- [文書の抜粋]
# # # #

連続セミナー「みんなでつくる・ネットワーク時代の図書館の自由」プレ企画★トークセッションに行ってきた。〜後篇
前の記事の続き。なお特に後半では、会場や事務局からの発言がかなり多かった。ひとまずパネリスト以外は全員「フロア」と表記している。
- 再び討議
- 西河内
- 自分が図書館業界に入ったのは25年前。当時は予約した資料のタイトルを家族に伝えてはいけないといったことを知らなかった。やってしまった後、利用者にクレームを受けて悪いことだと理解した。
- 図書館業界に入る前から自由宣言については知ってはいたが、実務の中では図書館員側もそういう訓練を受けていない。資料のタイトルを言ってはいけない、貸出記録を残してはいけないといったことは、言われて初めて納得した。それも先輩に教えられたのではなく、利用者に言われた。ユーザの意見で変わってきたこと。
- 司会
- 自由宣言がなくても、守るべきものは守っているということか。
- 西河内
- 自由宣言という原則と、実際の仕事をつなげる意識が希薄なのではないか。掲げられた精神と現実の関わりを、現実にぶつかりながら考えて学んでいく。この過程が図書館員として生きること。
- 司会
- では司書教育の中で自由宣言を教えることは無意味?
- 西河内
- 理念は伝えてもらわないと困る。それを現場で正しく使えなくてはいけないという話。図書館サービス概論の部分と、自由宣言との関わりを伝えていかないと。
- フロア
- 20年くらい前、大学図書館では図書の貸出を本についたカードで管理していて、前に借りた人が分かるようになっていた。「あの先生はこんなに本を読んでいる」と学生の間で話題になったりした。カードがなくなったのは、自由宣言を意識したからなのか、単にシステム化されたからなのか。

# # # #

- [資料一式]
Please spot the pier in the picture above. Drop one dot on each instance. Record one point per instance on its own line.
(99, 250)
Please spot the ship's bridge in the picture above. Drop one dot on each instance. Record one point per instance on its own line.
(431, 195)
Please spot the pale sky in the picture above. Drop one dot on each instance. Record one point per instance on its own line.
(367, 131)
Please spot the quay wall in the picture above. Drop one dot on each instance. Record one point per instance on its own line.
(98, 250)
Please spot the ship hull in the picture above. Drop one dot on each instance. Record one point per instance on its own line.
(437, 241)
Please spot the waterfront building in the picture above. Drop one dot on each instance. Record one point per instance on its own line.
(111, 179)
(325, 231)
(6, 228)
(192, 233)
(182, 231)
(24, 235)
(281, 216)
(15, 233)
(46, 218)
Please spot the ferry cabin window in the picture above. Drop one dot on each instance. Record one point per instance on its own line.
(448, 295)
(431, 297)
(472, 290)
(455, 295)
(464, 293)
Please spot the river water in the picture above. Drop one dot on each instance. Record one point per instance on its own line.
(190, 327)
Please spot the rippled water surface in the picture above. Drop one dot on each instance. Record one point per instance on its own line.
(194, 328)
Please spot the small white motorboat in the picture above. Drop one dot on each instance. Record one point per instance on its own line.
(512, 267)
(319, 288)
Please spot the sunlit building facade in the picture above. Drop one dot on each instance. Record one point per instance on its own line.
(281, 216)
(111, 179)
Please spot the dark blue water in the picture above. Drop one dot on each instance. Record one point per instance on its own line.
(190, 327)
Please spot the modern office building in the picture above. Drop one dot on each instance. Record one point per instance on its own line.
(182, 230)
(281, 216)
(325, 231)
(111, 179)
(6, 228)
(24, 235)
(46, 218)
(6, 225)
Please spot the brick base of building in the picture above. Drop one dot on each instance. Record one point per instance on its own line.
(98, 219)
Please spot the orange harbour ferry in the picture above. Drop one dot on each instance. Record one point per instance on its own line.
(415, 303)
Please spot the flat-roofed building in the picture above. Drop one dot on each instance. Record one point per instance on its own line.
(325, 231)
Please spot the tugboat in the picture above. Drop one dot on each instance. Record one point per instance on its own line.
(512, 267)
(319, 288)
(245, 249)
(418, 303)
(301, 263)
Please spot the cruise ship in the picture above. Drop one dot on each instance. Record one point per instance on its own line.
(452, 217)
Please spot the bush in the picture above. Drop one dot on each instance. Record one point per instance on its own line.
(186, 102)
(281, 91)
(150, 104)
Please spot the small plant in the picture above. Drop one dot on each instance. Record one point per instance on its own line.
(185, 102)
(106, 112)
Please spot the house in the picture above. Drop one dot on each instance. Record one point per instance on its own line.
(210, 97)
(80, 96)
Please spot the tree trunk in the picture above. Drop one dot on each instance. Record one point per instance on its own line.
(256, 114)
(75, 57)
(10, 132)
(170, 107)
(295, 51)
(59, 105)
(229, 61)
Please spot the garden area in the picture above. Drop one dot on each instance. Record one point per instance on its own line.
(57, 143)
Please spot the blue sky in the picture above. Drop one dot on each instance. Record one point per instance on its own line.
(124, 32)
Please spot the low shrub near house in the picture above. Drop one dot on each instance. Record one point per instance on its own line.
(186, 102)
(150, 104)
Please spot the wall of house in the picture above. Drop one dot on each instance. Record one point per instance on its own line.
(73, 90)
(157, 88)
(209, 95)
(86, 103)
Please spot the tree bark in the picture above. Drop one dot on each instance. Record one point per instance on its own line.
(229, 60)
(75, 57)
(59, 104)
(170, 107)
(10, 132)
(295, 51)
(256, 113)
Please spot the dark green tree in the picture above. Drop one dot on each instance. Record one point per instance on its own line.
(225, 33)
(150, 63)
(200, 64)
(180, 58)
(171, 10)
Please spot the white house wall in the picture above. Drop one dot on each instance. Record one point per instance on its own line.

# # # #

- [問題]
1) 抜粋によると、西河内が図書館業界に入ったのは何年前か。
2) 次の(a)〜(c)が抜粋の内容と合っているかを判断せよ。それぞれ「はい」か「いいえ」で答え、決め手となる抜粋の語句をそのまま引用すること。
(a) 西河内は、資料のタイトルを言ってはいけないといったことを先輩から教わった。
(b) フロアの発言では、20年くらい前の大学図書館は図書の貸出を本についたカードで管理していた。
(c) 西河内は、司書教育で理念を伝える必要はないと述べた。
3) 抜粋のうち「- 図書館業界に入る前から自」から「が図書館員として生きること。」までを、両端を含めてそのまま書き写せ。
答えには抜粋の内容だけを用いること。

- [解答一覧]
1) 25年前。

2)
(a) いいえ。「それも先輩に教えられたのではなく、利用者に言われた。」
(b) はい。「大学図書館では図書の貸出を本についたカードで管理していて」
(c) いいえ。「理念は伝えてもらわないと困る。」

3)
- 図書館業界に入る前から自由宣言については知ってはいたが、実務の中では図書館員側もそういう訓練を受けていない。資料のタイトルを言ってはいけない、貸出記録を残してはいけないといったことは、言われて初めて納得した。それも先輩に教えられたのではなく、利用者に言われた。ユーザの意見で変わってきたこと。
- 司会
- 自由宣言がなくても、守るべきものは守っているということか。
- 西河内
- 自由宣言という原則と、実際の仕事をつなげる意識が希薄なのではないか。掲げられた精神と現実の関わりを、現実にぶつかりながら考えて学んでいく。この過程が図書館員として生きること。